Exercise instructions>
Print the line that contains "the firefighter in" and every line after it through the last line of the records below, exactly as written and nothing else.

## start Input rows

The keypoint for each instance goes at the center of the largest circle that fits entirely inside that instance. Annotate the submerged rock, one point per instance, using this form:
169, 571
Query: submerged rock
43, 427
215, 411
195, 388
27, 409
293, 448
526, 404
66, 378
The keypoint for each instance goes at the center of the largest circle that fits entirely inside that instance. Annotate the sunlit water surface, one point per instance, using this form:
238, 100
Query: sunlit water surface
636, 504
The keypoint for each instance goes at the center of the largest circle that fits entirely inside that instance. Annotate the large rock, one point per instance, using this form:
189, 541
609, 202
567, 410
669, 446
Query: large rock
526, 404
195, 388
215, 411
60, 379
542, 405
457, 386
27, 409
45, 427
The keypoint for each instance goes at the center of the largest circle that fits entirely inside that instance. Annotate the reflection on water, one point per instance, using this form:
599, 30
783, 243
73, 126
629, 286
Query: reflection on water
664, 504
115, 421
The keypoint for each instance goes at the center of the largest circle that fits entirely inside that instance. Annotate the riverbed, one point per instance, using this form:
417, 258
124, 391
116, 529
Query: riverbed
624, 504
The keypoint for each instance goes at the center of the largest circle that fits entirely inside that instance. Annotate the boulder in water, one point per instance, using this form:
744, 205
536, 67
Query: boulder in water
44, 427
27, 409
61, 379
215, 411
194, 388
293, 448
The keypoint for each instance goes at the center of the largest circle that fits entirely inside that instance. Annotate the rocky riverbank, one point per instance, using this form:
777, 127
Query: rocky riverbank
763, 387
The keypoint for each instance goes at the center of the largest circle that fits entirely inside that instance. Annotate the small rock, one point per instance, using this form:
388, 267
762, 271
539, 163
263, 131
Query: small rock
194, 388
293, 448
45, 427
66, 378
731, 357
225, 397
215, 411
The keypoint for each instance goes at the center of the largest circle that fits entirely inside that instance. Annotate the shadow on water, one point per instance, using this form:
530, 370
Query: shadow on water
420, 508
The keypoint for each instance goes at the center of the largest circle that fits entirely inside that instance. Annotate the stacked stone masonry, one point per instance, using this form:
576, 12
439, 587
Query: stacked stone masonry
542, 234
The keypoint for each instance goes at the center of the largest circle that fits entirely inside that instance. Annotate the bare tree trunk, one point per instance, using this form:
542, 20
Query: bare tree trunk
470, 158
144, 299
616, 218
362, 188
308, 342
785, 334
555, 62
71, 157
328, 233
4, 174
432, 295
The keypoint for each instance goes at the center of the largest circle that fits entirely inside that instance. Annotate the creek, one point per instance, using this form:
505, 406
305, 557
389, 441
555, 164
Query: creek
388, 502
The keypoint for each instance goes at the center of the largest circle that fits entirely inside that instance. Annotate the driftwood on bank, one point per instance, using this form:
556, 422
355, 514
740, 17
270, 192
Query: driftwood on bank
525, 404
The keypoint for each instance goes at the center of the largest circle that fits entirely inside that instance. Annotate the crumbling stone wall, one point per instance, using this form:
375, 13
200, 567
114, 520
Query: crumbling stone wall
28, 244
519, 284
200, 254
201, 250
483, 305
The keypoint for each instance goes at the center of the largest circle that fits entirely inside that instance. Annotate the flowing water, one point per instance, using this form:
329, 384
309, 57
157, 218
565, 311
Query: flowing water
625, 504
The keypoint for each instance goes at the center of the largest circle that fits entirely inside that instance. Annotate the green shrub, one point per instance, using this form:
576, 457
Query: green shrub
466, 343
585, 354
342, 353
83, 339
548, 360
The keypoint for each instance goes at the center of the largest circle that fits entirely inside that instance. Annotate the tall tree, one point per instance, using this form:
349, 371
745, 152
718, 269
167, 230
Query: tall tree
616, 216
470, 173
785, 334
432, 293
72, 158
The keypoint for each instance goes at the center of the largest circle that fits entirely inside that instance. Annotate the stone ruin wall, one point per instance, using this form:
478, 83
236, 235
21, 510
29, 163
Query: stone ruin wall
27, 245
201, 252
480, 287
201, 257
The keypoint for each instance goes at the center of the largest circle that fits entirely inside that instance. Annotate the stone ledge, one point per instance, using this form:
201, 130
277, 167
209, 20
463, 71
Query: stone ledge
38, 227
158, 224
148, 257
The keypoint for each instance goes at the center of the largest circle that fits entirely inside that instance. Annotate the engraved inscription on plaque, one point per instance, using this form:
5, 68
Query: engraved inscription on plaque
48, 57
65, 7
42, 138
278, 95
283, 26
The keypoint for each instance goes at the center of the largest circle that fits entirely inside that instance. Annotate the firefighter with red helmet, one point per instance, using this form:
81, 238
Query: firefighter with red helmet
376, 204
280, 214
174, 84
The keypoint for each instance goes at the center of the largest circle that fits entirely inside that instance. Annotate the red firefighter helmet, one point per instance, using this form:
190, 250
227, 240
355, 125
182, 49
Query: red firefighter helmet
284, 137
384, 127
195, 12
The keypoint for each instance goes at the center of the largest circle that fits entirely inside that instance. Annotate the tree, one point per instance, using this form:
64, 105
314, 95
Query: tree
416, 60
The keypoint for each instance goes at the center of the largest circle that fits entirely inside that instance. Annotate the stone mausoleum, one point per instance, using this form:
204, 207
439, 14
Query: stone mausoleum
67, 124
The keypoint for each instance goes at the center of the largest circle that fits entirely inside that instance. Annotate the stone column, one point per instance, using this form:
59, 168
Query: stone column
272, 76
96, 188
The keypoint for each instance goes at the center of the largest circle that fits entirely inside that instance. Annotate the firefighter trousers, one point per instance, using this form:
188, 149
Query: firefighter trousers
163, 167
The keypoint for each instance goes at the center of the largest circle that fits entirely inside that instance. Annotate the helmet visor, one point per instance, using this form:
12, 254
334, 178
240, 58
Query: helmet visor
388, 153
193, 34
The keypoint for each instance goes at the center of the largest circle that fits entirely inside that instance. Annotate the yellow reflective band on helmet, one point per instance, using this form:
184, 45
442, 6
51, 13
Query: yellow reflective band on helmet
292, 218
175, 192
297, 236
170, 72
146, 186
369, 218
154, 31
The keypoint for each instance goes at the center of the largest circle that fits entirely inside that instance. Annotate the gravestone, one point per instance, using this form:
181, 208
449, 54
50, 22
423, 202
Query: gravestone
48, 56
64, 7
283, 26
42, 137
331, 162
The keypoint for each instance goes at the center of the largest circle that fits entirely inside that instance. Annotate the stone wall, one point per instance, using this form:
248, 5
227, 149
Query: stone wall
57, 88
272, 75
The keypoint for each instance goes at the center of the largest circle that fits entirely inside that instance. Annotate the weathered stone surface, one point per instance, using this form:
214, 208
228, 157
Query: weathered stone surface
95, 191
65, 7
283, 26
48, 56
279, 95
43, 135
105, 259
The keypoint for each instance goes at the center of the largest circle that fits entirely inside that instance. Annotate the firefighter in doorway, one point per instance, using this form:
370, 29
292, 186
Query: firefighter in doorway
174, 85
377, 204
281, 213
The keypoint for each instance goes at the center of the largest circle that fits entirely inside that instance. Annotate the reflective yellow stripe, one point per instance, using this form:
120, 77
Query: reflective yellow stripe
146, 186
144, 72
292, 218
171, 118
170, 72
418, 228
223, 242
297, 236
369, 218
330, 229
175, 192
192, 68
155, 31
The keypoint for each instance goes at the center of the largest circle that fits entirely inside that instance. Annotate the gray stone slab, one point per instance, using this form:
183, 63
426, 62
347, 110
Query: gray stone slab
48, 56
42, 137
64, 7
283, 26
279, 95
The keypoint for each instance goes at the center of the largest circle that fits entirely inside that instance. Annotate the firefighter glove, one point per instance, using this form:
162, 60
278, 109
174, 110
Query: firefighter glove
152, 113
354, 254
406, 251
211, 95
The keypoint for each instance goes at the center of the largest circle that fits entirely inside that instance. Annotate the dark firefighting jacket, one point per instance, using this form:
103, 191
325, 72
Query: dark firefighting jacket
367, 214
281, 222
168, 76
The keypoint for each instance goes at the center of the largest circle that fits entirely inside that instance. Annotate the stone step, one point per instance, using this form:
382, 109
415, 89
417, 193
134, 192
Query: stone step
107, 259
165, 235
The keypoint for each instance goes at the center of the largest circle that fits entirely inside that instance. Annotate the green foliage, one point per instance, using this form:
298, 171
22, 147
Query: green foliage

## end Input rows

Result>
The keypoint for each instance goes at the center of the largest circle that fits entirely inside that instance. Annotate the firefighter in doorway, one point per instance, using this form:
370, 29
292, 186
Query: firefighter in doorway
174, 85
377, 204
281, 213
The keypoint for each instance goes at the center of the largest circle that fits entirely inside that instance. Annotate the reflective yellow stripe, one point per instance, using this form:
120, 77
Query: reflective yellow stripe
146, 186
144, 72
292, 218
171, 118
170, 72
418, 228
223, 242
297, 236
369, 218
330, 229
175, 192
192, 68
155, 31
The keypoint for each instance goes at the center of the largest circle that fits entirely inside that instance. Annotate the gray stone slab, one point per instance, using this form:
183, 63
426, 62
347, 110
Query: gray stone slab
48, 56
42, 137
64, 7
283, 26
279, 95
The keypoint for each instance goes at the center of the largest circle that fits entirely inside that instance. Annotate the firefighter glove, one point per instance, using this form:
162, 60
278, 109
174, 110
Query: firefighter glove
152, 113
354, 254
406, 251
211, 95
The keypoint for each instance goes at the center of the largest circle that fits entirely inside that instance. Annotate the dark firefighting jacket, one point per instance, using this form:
103, 191
325, 72
Query: dark firefighting jacket
367, 214
281, 222
168, 76
The keypoint for each instance goes at the center of the largest circle that fits entirely inside that instance. Annotate the stone step, one point per instance, using this form:
382, 109
415, 89
417, 193
134, 192
Query: stone step
107, 259
165, 235
The keypoint for each instance goes at the center of the largest circle that fits entirely inside that instance. Annotate the green foliage, one point per instance, using this form:
298, 171
22, 147
Query: green foliage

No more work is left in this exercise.